§ **Énoncé a**:
Quelles lignes des entrées ci-dessous contiennent le mot « wings » ? Relevez-les toutes, chacune recopiée telle quelle.

§ **Texte du document**:
■ ■ ■ ■ ■

L’Institution de la religion chrétienne est un traité de théologie écrit par Jean Calvin. Ce manuel est devenu la somme de la théologie réformée ; le maître-livre de la réforme. Elle présente notamment la doctrine du calvinisme. Au début du traité, une épître est adressée au roi François Ier qui ne l'a probablement jamais lue. Calvin le publia d’abord en latin en 1536, puis le traduisit lui-même en français en 1541. En 1559, Calvin en publia une dernière version, synthèse des précédentes versions ; cette ultime version comprenait aussi l’évolution de sa pensée entre 1541 et 1559. Calvin remanie à plusieurs reprises son ouvrage en l'augmentant à chaque fois : la dernière édition latine paraît en 1559, le texte étant passé de 6 chapitres en 1536 à 80 répartis en 4 livres ; sa traduction française paraît en 1560.
Un corps de doctrine
Cette œuvre développe de façon systématique la doctrine de la Réforme telle que prônée par Calvin. À travers son texte, il accentue le contraste entre la toute-puissance de Dieu et la misère de l’homme, égaré par le péché originel. Depuis ce péché qui a entraîné sa chute, l’homme est corrompu dans sa nature, étant assujetti au péché. La distance de Dieu à l'homme est infinie parce que la perfection divine est infinie alors que la créature est radicalement corrompue depuis le péché originel : l'image de Dieu est détruite en elle. L'homme vit sous le règne de la loi de Dieu, signe d'une déchéance dont il ne peut sortir par lui-même : il ne lui reste que la louange de Dieu et la repentance, c'est-à-dire la reconnaissance de son néant et sa totale dépendance de Dieu. Mais cette atittude même est éclairée par l'infinie miséricorde divine car Dieu donne la foi, signe de sa justification et de son salut. Son salut dépend uniquement de la grâce divine, dont les bénéficiaires sont établis de façon prédestinée.
Les réformateurs recherchent la vérité dans la Bible, qui est la source de l'Église. Calvin affirme que Dieu se révèle à l'homme par sa parole, l'Ecriture. Ce sont les principes du sola scriptura et du sola fide : bases de l'édifice. L’Institution de la religion chrétienne connaît immédiatement un grand succès dès sa sortie en 1536 à Bâle. Beaucoup de raisons peuvent expliquer ce succès. Non seulement, les réformateurs et les réformés la trouvent intéressante pour résumer leur conviction. De plus beaucoup de personnes pensent que ce livre est un moyen d'obtenir leur salut. Il y a une crise religieuse, une peur de la fin des temps. En effet la population connaît une période très difficile sur les plans économiques et sociales. On peut donc imaginer que n’importe quel changement aurait attiré leur attention. Dans la publication de 1536, l’Institution de la religion chrétienne est composée de 6 chapitres, et dans celle de 1559, de 4 volumes avec 80 sections. Cette évolution montre que cette œuvre a été retravaillée. Sous Henri II, fils de François, elle est censurée à Paris car elle est jugée hérétique.

■ ■ ■ ■ ■

§ **Énoncé b**:
D'après le texte sur l'Institution de la religion chrétienne, dans quelle ville l'ouvrage est-il sorti en 1536 ?

■ ■ ■ ■ ■

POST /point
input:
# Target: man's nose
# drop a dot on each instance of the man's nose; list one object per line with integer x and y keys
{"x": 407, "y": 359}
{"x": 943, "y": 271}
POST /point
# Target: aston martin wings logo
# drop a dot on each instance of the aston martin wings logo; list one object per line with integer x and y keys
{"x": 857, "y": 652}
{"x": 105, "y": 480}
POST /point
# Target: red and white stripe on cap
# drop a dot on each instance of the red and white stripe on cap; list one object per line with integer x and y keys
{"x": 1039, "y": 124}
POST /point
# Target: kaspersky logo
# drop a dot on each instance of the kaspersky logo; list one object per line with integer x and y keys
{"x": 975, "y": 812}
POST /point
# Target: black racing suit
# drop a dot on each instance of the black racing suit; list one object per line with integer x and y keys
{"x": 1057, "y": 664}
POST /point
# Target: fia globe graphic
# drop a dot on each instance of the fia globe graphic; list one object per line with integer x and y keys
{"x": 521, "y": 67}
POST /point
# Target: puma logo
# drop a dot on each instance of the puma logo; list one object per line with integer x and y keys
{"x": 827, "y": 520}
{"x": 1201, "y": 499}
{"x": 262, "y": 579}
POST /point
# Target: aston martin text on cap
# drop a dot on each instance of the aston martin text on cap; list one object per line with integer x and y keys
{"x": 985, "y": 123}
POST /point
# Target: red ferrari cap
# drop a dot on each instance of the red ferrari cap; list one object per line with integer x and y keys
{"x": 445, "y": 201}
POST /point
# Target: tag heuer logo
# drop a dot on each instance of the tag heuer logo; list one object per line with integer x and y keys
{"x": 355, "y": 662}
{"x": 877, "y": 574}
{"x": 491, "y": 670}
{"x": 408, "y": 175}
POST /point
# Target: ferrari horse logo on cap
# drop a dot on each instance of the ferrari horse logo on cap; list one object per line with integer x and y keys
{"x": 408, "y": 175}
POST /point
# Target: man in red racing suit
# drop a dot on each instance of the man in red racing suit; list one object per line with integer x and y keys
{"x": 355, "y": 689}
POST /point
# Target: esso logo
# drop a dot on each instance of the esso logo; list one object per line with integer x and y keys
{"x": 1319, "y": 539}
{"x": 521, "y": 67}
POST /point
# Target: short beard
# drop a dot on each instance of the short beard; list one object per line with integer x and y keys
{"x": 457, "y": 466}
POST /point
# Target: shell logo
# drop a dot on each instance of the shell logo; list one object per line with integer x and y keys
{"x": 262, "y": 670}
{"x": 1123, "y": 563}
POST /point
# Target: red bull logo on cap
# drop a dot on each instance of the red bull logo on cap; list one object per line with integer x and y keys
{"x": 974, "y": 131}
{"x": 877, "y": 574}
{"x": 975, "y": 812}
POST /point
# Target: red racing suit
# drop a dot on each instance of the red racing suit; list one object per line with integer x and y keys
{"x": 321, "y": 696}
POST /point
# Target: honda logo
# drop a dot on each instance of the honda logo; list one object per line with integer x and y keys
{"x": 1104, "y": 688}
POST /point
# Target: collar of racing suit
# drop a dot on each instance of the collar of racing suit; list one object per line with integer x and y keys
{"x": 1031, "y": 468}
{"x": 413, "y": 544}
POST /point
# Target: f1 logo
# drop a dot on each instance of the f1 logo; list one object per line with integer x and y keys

■ ■ ■ ■ ■

§ **Corrigé a**:
# Target: aston martin wings logo
# drop a dot on each instance of the aston martin wings logo; list one object per line with integer x and y keys

§ **Corrigé b**:
À Bâle.